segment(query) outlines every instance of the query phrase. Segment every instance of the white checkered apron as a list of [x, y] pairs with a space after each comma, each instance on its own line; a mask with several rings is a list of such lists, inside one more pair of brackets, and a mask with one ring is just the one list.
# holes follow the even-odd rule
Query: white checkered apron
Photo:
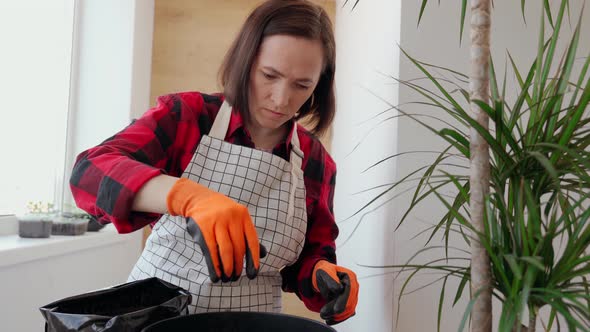
[[186, 219], [165, 214], [148, 237], [129, 281], [155, 276], [188, 290], [193, 296], [189, 313], [280, 312], [279, 270], [297, 260], [307, 229], [297, 128], [287, 162], [268, 152], [225, 142], [230, 116], [231, 107], [224, 102], [182, 177], [248, 207], [260, 243], [268, 251], [260, 260], [258, 276], [248, 279], [244, 268], [236, 281], [212, 283], [201, 248], [186, 230]]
※ ※ ※
SET EXERCISE:
Reproduce the rows above word for word, leaving out the pictures.

PROBLEM SOLUTION:
segment(query) outlines every instance of the query phrase. Segment every instance of the white checkered apron as a list of [x, y] pairs with a space after each comma, each instance on its own line; a mask with several rings is a list of such lists, inside one more pair of brackets, and a mask with one ring is just the one list.
# holes follow the even-odd rule
Query: white checkered apron
Photo:
[[186, 219], [165, 214], [148, 237], [129, 281], [155, 276], [188, 290], [193, 296], [189, 313], [280, 312], [279, 270], [297, 260], [307, 229], [297, 128], [287, 162], [268, 152], [225, 142], [230, 116], [231, 107], [224, 102], [182, 177], [248, 207], [260, 243], [268, 251], [260, 260], [258, 276], [248, 279], [244, 268], [236, 281], [212, 283], [201, 248], [186, 230]]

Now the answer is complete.